• Instructions to follow: Copy only this range: the line with "Segment scattered pebble" through the final line of the material, inclusive at both ends.

===== Raw data

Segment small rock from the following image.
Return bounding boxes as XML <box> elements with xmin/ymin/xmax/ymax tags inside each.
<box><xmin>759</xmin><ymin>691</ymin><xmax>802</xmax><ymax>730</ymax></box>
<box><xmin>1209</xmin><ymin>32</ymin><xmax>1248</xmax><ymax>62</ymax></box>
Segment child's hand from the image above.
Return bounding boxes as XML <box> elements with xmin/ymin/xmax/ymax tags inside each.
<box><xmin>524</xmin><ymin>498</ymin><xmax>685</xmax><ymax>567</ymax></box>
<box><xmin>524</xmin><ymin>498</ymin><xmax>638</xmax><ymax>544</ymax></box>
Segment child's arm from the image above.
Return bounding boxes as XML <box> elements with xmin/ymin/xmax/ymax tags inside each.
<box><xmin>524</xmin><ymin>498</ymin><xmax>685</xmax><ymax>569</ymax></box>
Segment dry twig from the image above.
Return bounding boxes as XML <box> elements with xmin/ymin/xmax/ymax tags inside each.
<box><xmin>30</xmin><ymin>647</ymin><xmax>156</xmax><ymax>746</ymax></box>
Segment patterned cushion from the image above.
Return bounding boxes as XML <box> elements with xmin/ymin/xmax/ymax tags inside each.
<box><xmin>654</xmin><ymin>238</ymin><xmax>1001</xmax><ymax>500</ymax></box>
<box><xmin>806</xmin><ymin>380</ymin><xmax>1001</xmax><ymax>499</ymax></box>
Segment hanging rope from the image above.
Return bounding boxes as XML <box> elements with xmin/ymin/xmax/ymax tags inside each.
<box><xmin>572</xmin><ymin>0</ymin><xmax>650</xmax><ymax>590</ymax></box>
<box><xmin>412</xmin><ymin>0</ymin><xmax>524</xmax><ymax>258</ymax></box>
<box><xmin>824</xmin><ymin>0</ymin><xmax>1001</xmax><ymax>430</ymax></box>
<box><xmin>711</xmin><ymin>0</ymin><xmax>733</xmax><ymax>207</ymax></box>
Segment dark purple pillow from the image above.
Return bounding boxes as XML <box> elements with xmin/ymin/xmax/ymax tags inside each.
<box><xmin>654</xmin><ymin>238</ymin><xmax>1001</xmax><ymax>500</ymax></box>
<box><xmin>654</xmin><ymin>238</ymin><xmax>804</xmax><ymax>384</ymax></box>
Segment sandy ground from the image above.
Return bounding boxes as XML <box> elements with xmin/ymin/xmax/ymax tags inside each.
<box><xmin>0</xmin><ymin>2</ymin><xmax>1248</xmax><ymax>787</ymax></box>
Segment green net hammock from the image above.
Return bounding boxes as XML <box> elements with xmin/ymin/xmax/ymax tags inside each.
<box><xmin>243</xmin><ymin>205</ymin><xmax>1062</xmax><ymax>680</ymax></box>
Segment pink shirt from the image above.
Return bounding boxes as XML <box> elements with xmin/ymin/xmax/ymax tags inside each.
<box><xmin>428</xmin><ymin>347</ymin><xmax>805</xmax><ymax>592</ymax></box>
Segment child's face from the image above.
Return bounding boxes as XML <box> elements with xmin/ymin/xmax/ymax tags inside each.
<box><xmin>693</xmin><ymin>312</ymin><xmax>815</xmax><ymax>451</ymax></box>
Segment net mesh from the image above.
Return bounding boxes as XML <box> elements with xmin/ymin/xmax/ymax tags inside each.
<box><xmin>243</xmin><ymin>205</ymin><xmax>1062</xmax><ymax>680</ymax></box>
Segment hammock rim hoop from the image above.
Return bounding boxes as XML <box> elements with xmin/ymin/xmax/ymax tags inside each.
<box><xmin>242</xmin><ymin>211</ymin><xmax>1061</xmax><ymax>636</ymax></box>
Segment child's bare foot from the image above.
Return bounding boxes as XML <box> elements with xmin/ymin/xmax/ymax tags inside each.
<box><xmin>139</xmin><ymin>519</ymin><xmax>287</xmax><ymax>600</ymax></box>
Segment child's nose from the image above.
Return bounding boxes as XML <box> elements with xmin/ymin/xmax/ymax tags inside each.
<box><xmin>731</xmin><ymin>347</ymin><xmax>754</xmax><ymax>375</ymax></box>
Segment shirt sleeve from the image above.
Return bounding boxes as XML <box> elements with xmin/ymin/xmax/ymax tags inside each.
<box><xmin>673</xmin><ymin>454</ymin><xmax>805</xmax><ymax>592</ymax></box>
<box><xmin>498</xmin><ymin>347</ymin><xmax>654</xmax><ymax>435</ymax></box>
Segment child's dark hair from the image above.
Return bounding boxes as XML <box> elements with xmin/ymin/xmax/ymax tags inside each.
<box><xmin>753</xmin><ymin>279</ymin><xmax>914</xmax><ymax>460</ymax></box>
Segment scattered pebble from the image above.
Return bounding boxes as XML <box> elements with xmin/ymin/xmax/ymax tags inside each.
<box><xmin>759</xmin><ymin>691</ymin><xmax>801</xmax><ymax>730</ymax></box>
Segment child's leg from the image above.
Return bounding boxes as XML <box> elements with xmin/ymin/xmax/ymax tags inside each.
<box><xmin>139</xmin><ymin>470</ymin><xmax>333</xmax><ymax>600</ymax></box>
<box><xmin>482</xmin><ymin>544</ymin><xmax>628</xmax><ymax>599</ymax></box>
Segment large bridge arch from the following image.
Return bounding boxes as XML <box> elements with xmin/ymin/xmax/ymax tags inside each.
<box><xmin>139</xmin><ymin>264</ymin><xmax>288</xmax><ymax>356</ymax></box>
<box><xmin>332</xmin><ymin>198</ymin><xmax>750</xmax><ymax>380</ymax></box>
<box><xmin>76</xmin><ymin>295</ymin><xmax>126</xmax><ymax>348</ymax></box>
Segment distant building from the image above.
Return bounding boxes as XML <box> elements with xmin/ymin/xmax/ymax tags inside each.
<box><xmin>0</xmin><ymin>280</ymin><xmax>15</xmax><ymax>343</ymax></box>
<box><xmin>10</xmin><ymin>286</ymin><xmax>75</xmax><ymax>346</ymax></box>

==========

• Written response:
Segment scattered pebble from the image above.
Return bounding boxes as XML <box> elements with xmin/ymin/xmax/ymax tags inside each.
<box><xmin>759</xmin><ymin>691</ymin><xmax>801</xmax><ymax>730</ymax></box>
Segment child's leg from the image above.
Return bounding boxes as XML <box> elements with xmin/ymin/xmax/ymax tags inside each.
<box><xmin>139</xmin><ymin>470</ymin><xmax>333</xmax><ymax>600</ymax></box>
<box><xmin>482</xmin><ymin>544</ymin><xmax>628</xmax><ymax>599</ymax></box>
Segment large bridge arch from the following image.
Return bounding boxes as XML <box> elements with xmin/ymin/xmax/ymax tags inside each.
<box><xmin>139</xmin><ymin>264</ymin><xmax>288</xmax><ymax>356</ymax></box>
<box><xmin>332</xmin><ymin>198</ymin><xmax>750</xmax><ymax>380</ymax></box>
<box><xmin>76</xmin><ymin>295</ymin><xmax>126</xmax><ymax>348</ymax></box>
Segment distant building from the image above.
Return bounding boxes as XML <box> elements with xmin/ymin/xmax/ymax tags inside each.
<box><xmin>0</xmin><ymin>280</ymin><xmax>15</xmax><ymax>343</ymax></box>
<box><xmin>10</xmin><ymin>286</ymin><xmax>75</xmax><ymax>346</ymax></box>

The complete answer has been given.